(Uw opdracht) Neem uit de tekst over de tabernakel woordelijk over wat staat van "3 Er zullen" tot "een tabernakel zij.".

De Bijbel

 

Exodus 26

Studie

   

1 Den tabernakel nu zult gij maken van tien gordijnen, van fijn getweernd linnen, en hemelsblauw, en purper, en scharlaken, met cherubim; van het allerkunstelijkste werk zult gij ze maken.

2 De lengte van een gordijn zal van acht en twintig ellen zijn, en de breedte ener gordijn van vier ellen; al deze gordijnen zullen een maat hebben.

3 Er zullen vijf gordijnen samengevoegd zijn, de een aan de andere; wederom zullen er vijf gordijnen samengevoegd zijn, de een aan de andere.

4 En gij zult hemelsblauwe striklisjes maken aan den kant van de ene gordijn, aan het uiterste, in de samenvoeging; alzo zult gij ook doen aan den uitersten kant der gordijn, aan de tweede samenvoegende.

5 Vijftig striklisjes zult gij aan de ene gordijn maken, en Vijftig striklisjes zult gij maken aan het uiterste der gordijn, dat aan de tweede samenvoegende is; deze striklisjes zullen het ene aan het andere samenvatten.

6 Gij zult ook vijftig gouden haakjes maken, en zult de gordijnen samenvoegen, de ene aan de andere, met deze haakjes, opdat het een tabernakel zij.

(Bronmateriaal)
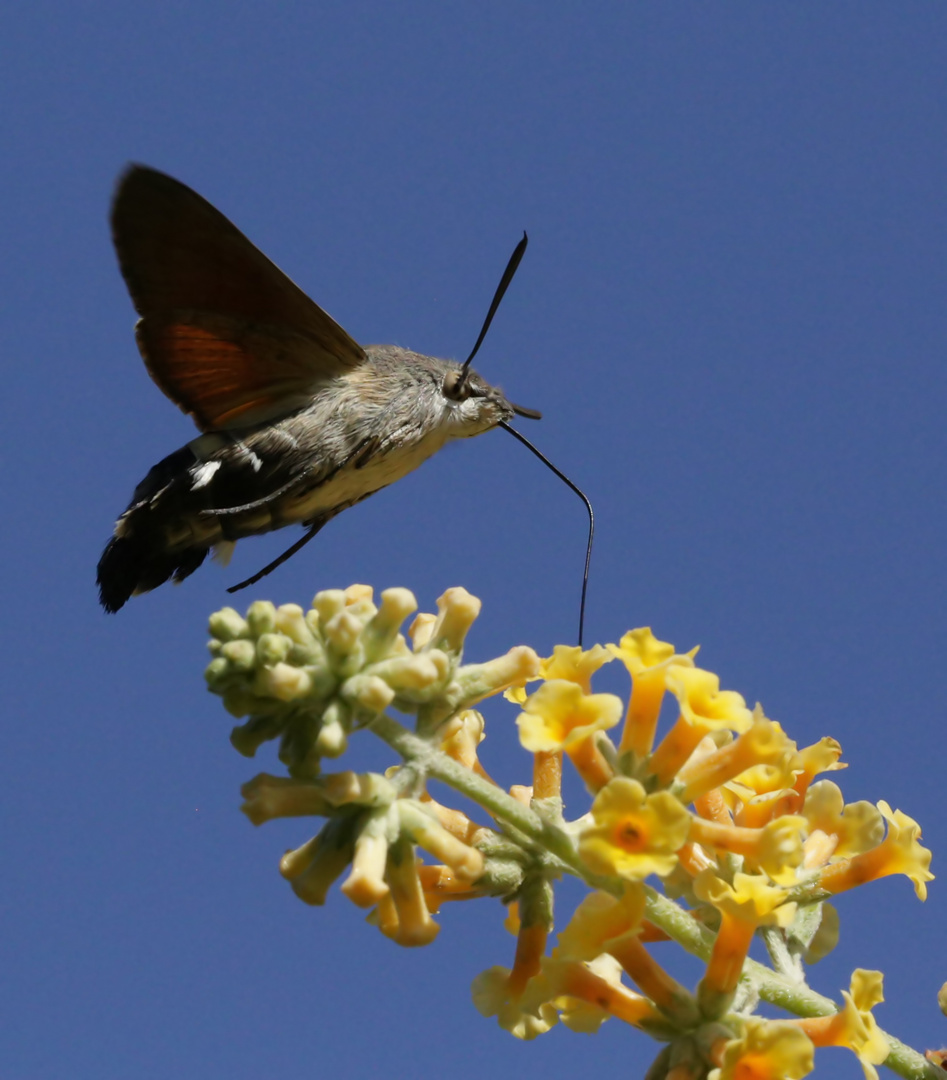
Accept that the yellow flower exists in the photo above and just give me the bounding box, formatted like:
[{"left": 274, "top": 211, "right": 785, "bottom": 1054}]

(Oplossing opdracht)
3 Er zullen vijf gordijnen samengevoegd zijn, de een aan de andere; wederom zullen er vijf gordijnen samengevoegd zijn, de een aan de andere.

4 En gij zult hemelsblauwe striklisjes maken aan den kant van de ene gordijn, aan het uiterste, in de samenvoeging; alzo zult gij ook doen aan den uitersten kant der gordijn, aan de tweede samenvoegende.

5 Vijftig striklisjes zult gij aan de ene gordijn maken, en Vijftig striklisjes zult gij maken aan het uiterste der gordijn, dat aan de tweede samenvoegende is; deze striklisjes zullen het ene aan het andere samenvatten.

6 Gij zult ook vijftig gouden haakjes maken, en zult de gordijnen samenvoegen, de ene aan de andere, met deze haakjes, opdat het een tabernakel zij.